---------- Fragmento proporcionado ----------

Mucho antes de eso, en Out of the Inkwell –uno de los muchos cortometrajes realizados por Max Fleischer y protagonizado por Betty Boop- ya se dejaba sentir la influencia de las Comedias de Alicia no sólo en el apartado puramente técnico, sino en las posibilidades de los guiones. Por ello, la historia de este corto de 1938 tenía lugar en el propio estudio de Fleischer, donde Betty escapaba del soporte donde había sido dibujada y empezaba a pelearse con un conserje en torno a un libro de hipnotismo, adscribiéndose a un planteamiento que, cosa curiosa, acogió enorme relevancia en nuestro país.
En 1948, y al hilo del éxito de Garbancito de La Mancha (1945) -el primer largometraje de animación en color realizado en Europa-, se inició la producción de Alegres vacaciones al amparo de los estudios Balet y Blay. Obteniendo otro gran rendimiento en taquilla, la película de Arturo Moreno poseía un punto de partida ya canónico: una vez los animadores se cogen sus vacaciones de verano, Garbancito y sus amigos se quedan solos y aburridos en el estudio, pero esta coyuntura, por supuesto, no durará mucho, y los personajes acabarán lanzándose a un apasionante viaje por la España franquista, al revelador grito de «Ellos serán muy dibujantes, ¿pero es que nosotros no pintamos nada?«. Años más tarde, en la genial serie de Mortadelo y Filemón desarrollada por Rafael Vara entre 1966 y 1971, los creativos también se desmarcaron con un episodio que mostraba las entrañas de los estudios donde era producido, y ya en 2010, se utilizaron herramientas análogas en ciertas escenas de El gran Vázquez.
Sin embargo, la obra clave para entender la conversión de los dibujos animados en estrellas de cine es otro cortometraje, y producido esta vez por Warner Bros. En 1940 Fritz Freelang dirigió Looney Tunes: Deberías hacer películas, protagonizado por el Pato Lucas y el cerdito Porky y presentando un argumento sin el cual es posible que nadie se hubiera animado a hacer ¿Quién engañó a Roger Rabbit? En él, Lucas trataba de manipular a Porky para que probara a dejar los cortometrajes animados e iniciara una carrera en el cine con el fin de quedarse con su puesto, a lo cual Porky respondía volviendo a salir de sus láminas y encaminándose al despacho de Leon Schlesinger para presentar su dimisión. Ni que decir tiene, los esfuerzos de Porky terminaban siendo catastróficos -y aún más para el Pato Lucas cuando el cerdito descubría el engaño-, pero a cambio sentó la piedra angular de la dinámica dibujos/en/Hollywood que presentaría ¿Quién engañó a Roger Rabbit? y, años más tarde, una pequeña joya tremendamente infravalorada llamada Looney Tunes: De nuevo en acción (2003). Dirigida por Joe Dante y protagonizada por Brendan Fraser y sí, como para no estar bien con esa gente dentro.

---------- Datos proporcionados ----------

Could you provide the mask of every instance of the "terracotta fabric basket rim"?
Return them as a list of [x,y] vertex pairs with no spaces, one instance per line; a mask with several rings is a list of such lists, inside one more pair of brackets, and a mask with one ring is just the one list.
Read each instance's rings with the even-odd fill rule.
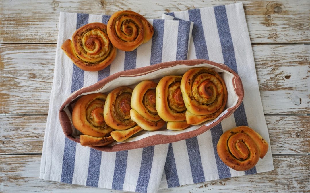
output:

----------

Enunciado 1: Según el fragmento sobre la historia de la animación, ¿en qué año se inició la producción de Alegres vacaciones?
Enunciado 2: Reescribe el fragmento sobre la historia de la animación entre «Mucho antes de» y «en nuestro país.», ambos incluidos, renombrando «conserje» como «portero».
Enunciado 3: Prolonga el fragmento sobre la historia de la animación a partir de su última frase.

Respuesta 1: En 1948.

Respuesta 2:
Mucho antes de eso, en Out of the Inkwell –uno de los muchos cortometrajes realizados por Max Fleischer y protagonizado por Betty Boop- ya se dejaba sentir la influencia de las Comedias de Alicia no sólo en el apartado puramente técnico, sino en las posibilidades de los guiones. Por ello, la historia de este corto de 1938 tenía lugar en el propio estudio de Fleischer, donde Betty escapaba del soporte donde había sido dibujada y empezaba a pelearse con un portero en torno a un libro de hipnotismo, adscribiéndose a un planteamiento que, cosa curiosa, acogió enorme relevancia en nuestro país.

Respuesta 3:
Imagen de Deberías hacer películas
Looney Tunes: De nuevo en acción estuvo planteada inicialmente como una secuela de Space Jam –en la que también los Looney Tunes eran conscientes de ser Looney Tunes, pero no necesitaban desplazarse hasta Hollywood para trabajar-, el film que nos ocupa pasó alternativamente por ser Spy Jam (con Jackie Chan) y Race Jam (con el piloto Jeff Gordon) antes de articularse como un homenaje a la figura de Chuck Jones, alma máter de los Looney Tunes que, por cierto, había odiado tanto ¿Quién engañó a Roger Rabbit? como Space Jam. No sería descabellado erigirlo como una continuación de la obra de Zemeckis, al representar un Hollywood donde los dibus conviven con estrellas —y, además, el Pato Lucas tiene una trama similar a la de Porky en Deberías hacer películas—, y ofrecer una cantidad pareja de diversión, si bien mucho más caótica y absurda, más Looney Tunes en definitiva, que la vista en la película de 1988.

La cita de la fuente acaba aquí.